**What you will do**
Return each line in the items below that contains the string "instance". Matching is case-sensitive.

**Entries**
________________________________________

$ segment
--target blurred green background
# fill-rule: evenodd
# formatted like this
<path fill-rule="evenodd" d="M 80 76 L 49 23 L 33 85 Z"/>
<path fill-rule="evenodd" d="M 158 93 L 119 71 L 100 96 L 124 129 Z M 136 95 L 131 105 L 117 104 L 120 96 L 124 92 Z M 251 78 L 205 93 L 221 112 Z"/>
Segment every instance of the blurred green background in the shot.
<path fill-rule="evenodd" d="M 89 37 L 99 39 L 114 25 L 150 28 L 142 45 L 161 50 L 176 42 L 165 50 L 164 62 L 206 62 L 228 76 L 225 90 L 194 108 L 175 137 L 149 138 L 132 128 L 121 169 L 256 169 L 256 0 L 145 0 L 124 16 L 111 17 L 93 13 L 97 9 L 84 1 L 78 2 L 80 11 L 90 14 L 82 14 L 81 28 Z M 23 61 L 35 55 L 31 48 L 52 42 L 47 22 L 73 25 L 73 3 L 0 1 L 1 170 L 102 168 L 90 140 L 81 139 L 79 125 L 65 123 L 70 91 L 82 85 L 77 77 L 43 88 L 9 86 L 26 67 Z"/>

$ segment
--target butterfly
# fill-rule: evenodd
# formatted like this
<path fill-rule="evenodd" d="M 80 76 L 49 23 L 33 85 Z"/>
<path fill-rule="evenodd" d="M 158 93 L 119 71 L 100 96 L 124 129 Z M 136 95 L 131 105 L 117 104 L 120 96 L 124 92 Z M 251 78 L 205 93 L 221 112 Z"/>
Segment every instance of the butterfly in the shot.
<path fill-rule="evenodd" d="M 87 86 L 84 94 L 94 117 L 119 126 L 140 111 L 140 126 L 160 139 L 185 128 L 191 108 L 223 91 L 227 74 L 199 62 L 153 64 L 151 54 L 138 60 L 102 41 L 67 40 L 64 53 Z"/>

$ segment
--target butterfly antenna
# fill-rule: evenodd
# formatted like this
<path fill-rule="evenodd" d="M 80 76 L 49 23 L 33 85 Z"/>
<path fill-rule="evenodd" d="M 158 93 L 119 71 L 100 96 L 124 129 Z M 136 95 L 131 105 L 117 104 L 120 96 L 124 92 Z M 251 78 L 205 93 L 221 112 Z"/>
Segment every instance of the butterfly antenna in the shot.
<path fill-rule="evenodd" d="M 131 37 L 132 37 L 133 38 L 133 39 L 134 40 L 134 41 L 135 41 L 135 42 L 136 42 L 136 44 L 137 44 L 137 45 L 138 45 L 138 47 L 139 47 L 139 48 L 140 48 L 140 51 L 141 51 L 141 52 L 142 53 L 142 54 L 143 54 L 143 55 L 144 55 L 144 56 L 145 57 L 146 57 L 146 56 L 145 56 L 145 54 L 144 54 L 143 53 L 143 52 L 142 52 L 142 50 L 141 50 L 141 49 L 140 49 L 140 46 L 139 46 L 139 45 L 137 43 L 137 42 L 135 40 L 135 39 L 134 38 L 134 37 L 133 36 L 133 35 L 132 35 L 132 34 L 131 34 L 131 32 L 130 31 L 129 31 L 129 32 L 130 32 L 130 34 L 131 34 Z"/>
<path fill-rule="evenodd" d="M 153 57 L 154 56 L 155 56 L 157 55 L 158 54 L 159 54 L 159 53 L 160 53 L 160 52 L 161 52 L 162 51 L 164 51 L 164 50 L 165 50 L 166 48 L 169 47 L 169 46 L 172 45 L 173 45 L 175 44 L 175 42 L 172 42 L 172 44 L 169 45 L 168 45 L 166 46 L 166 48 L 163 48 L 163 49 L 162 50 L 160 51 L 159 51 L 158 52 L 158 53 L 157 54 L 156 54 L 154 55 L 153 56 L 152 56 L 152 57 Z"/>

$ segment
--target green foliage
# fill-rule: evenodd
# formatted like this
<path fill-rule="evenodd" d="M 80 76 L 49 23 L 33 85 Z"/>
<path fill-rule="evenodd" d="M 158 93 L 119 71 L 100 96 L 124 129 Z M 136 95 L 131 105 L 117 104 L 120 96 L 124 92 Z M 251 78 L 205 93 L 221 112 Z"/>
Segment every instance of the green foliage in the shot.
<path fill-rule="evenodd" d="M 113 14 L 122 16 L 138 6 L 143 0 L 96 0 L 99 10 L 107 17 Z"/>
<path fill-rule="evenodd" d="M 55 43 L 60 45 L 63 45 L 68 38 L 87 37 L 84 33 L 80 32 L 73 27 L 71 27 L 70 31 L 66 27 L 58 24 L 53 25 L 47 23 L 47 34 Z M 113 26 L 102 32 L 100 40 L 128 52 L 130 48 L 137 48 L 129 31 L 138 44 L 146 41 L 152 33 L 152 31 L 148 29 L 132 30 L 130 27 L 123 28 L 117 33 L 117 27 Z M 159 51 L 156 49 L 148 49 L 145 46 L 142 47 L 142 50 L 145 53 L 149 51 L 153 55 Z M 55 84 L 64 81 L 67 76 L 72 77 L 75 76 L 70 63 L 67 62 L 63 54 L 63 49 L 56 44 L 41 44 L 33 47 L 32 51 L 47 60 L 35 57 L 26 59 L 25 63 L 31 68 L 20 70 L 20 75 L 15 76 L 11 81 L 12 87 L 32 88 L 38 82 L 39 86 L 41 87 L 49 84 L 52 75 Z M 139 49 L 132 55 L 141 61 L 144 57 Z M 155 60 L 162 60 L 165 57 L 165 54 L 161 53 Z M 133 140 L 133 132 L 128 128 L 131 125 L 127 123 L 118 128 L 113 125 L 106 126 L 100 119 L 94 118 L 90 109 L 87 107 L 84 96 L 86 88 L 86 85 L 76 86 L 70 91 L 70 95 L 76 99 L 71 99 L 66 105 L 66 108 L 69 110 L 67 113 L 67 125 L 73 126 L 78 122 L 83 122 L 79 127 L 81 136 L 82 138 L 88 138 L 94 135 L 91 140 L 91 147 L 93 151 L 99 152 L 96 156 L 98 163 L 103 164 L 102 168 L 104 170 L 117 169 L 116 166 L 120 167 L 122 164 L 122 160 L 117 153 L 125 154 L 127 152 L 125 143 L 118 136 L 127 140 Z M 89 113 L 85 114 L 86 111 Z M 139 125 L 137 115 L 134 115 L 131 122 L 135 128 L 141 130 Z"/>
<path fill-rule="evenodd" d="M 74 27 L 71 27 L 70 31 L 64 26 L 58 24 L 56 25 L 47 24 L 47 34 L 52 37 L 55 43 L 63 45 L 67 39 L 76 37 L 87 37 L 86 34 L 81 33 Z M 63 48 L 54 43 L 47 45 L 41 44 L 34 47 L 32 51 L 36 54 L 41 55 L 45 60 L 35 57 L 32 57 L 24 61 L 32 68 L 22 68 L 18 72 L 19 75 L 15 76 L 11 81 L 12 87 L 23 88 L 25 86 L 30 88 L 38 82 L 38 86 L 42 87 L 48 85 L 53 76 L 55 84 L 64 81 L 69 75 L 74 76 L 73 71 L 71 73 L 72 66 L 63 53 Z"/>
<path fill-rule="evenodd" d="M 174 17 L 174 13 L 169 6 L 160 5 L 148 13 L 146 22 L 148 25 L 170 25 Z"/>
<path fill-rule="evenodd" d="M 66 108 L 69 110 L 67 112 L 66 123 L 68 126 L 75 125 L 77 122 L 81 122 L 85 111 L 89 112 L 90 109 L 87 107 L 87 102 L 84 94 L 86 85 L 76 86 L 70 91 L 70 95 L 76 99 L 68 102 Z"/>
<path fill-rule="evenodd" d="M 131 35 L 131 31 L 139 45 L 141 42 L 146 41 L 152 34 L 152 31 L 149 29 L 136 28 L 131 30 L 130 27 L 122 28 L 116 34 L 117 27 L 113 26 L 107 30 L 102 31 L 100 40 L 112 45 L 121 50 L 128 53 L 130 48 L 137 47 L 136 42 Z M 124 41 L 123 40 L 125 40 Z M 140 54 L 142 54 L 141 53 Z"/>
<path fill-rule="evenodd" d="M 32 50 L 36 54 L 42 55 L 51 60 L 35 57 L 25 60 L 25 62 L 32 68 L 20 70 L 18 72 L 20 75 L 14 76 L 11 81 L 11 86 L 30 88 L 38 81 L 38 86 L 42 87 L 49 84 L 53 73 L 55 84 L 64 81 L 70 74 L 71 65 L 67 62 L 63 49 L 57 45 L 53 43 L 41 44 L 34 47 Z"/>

________________________________________

**Solution for this exercise**
Segment every instance of the blurred green background in the shot.
Segment every instance of the butterfly in the shot.
Segment every instance of the butterfly antenna in the shot.
Segment every instance of the green foliage in the shot.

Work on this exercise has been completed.